- RECORDS:

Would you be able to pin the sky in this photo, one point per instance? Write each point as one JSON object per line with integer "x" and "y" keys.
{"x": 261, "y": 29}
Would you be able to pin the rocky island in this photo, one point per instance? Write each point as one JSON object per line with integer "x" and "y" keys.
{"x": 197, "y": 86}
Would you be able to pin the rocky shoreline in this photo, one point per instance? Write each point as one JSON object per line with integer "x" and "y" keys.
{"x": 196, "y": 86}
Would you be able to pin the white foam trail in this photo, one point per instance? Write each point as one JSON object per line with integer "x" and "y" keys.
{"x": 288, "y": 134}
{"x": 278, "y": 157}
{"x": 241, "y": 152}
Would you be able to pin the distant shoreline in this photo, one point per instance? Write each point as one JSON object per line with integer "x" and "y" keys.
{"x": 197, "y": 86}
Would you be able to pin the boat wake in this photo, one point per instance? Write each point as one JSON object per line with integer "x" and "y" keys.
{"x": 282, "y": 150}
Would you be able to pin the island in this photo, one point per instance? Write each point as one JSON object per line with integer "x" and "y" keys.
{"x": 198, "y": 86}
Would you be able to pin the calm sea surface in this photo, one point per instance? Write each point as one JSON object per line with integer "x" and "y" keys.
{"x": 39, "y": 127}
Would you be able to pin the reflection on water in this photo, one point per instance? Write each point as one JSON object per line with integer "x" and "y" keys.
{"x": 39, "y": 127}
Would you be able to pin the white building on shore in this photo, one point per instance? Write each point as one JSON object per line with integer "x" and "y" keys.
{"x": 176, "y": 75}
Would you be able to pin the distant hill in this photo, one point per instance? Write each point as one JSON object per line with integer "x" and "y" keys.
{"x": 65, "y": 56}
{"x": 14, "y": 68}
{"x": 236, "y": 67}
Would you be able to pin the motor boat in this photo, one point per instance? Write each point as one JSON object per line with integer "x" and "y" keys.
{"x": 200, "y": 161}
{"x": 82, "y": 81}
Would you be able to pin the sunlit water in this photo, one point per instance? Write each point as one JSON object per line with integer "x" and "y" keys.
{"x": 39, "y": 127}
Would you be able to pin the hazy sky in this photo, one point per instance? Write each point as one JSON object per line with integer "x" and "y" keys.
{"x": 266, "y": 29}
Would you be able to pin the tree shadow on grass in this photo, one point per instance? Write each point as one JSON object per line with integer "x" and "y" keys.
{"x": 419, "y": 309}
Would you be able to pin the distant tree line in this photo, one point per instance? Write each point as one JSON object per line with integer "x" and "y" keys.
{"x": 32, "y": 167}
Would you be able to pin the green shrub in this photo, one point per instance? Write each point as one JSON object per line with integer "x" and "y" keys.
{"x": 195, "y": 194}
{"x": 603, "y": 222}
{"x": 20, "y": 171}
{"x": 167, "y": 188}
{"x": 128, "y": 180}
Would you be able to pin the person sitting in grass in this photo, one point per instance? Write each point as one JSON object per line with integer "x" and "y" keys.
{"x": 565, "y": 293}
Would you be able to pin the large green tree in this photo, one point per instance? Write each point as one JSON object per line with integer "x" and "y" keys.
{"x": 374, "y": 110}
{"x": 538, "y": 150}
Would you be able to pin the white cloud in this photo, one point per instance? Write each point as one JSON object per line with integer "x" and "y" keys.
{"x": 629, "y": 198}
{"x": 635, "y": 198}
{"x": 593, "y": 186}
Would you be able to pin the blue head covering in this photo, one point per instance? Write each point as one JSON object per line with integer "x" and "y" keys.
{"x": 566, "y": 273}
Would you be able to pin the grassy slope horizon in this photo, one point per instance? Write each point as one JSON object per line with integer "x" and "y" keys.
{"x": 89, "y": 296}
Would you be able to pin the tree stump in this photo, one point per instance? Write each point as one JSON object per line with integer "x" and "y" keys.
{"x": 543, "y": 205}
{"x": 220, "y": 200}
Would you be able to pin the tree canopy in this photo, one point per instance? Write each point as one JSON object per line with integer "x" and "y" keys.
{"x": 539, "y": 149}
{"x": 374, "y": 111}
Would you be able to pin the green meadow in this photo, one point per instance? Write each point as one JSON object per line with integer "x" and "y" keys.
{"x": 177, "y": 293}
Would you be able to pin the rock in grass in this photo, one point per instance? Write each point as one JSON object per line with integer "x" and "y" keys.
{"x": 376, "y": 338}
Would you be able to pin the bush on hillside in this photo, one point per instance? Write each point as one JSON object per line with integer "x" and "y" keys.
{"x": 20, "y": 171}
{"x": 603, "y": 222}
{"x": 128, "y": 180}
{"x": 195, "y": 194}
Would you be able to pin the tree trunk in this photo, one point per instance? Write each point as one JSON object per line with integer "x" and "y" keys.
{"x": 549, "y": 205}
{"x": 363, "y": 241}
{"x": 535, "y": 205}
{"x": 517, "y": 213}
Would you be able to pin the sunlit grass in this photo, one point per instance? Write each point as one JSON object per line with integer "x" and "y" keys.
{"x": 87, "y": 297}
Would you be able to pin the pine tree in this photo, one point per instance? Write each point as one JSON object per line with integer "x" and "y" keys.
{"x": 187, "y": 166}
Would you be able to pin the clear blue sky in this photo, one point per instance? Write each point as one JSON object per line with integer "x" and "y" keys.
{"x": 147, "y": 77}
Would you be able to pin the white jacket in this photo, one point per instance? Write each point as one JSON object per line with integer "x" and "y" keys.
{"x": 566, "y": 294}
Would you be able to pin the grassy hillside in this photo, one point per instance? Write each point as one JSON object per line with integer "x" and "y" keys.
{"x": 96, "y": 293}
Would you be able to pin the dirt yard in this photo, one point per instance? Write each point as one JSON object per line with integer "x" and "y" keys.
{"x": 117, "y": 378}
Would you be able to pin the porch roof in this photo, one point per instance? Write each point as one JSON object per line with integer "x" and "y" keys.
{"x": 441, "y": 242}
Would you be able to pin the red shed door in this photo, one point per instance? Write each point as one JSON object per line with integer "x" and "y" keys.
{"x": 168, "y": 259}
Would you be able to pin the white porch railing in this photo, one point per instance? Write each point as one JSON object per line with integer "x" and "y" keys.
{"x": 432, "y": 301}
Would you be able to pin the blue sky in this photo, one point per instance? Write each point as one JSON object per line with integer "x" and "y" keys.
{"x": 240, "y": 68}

- ACTIVITY:
The answer consists only of the lines from the one containing "Would you be able to pin the blue sky" to the end of the records, each written out exactly.

- RESPONSE TO THE TASK:
Would you be able to pin the blue sky in this photo, one point per instance? Write each point as one JSON object per line with integer "x" and "y" keys.
{"x": 240, "y": 68}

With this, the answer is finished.